Auszug:
+---+

Kein Familienbeihilfenanspruch eines subsidiär Schutzberechtigten für seine Kinder, wenn keine Erwerbstätigkeit vorliegt

Entscheidungstext

IM NAMEN DER REPUBLIK

Das Bundesfinanzgericht hat durch die Senatsvorsitzende***SenV***, die Richterin ***Ri*** sowie die fachkundigen Laienrichter ***SenLR1*** und ***SenLR2*** in der Beschwerdesache ***Bf1***, ***Bf1-Adr***, über die Beschwerde vom gegen die Bescheide des ***FA*** (***10***) vom betreffend Rückforderung Familienbeihilfe und Kinderabsetzbetrag von 08/2020 bis 07/2021, SVNR ***8***, für die beiden Kinder ***1*** ***2*** und ***1*** ***3***, in Anwesenheit des Schriftführers ***Sf*** zu Recht erkannt:

I. Die Beschwerde wird gemäß § 279 BAO als unbegründet abgewiesen.

II. Gegen dieses Erkenntnis ist eine Revision an den Verwaltungsgerichtshof nach Art. 133 Abs. 4 Bundes-Verfassungsgesetz (B-VG) nicht zulässig.

Entscheidungsgründe

I. Verfahrensgang

Dem Beschwerdeführer (Bf.) wurde die mit beantragte Familienbeihilfe für seine beiden Kinder ab 08/2020 gewährt.
Er lebt mit seiner Gattin und den beiden Kindern in Österreich. Der ganzen Familie wurde der gültige Aufenthaltstitel als "subsidiär Schutzberechtigte" zuerkannt.

+---+

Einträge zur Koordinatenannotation
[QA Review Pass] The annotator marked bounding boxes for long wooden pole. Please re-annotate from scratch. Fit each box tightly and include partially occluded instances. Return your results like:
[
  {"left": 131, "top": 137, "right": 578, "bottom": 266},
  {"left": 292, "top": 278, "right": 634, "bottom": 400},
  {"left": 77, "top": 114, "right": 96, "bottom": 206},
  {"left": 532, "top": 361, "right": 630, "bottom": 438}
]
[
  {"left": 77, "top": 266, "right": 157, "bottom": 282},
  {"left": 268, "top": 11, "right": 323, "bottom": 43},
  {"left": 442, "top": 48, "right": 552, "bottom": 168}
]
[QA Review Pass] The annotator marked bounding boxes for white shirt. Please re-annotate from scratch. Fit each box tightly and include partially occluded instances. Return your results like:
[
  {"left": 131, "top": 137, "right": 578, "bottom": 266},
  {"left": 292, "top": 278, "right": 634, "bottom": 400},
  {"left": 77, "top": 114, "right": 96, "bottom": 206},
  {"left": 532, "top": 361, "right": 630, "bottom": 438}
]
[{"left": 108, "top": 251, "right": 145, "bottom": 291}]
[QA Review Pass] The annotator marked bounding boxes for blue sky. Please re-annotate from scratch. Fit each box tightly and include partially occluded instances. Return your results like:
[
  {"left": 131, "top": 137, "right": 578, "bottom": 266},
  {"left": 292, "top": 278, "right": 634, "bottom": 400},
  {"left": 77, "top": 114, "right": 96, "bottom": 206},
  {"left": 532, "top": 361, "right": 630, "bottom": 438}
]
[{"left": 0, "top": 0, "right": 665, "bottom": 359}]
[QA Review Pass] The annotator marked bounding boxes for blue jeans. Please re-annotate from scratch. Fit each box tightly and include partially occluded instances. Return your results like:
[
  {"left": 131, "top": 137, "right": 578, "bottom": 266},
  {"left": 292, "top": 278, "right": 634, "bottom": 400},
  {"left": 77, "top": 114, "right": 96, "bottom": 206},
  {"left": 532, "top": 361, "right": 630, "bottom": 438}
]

+---+

Anforderungen:
Erklären Sie bitte in ein bis drei Sätzen anhand der Überschrift des Auszugs, unter welcher Bedingung ein subsidiär Schutzberechtigter keinen Anspruch auf Familienbeihilfe für seine Kinder hat.

Übungsergebnis:
Laut der Überschrift des Auszugs hat ein subsidiär Schutzberechtigter keinen Familienbeihilfenanspruch für seine Kinder, wenn keine Erwerbstätigkeit vorliegt. Der Grund für den fehlenden Anspruch ist also die fehlende Erwerbstätigkeit.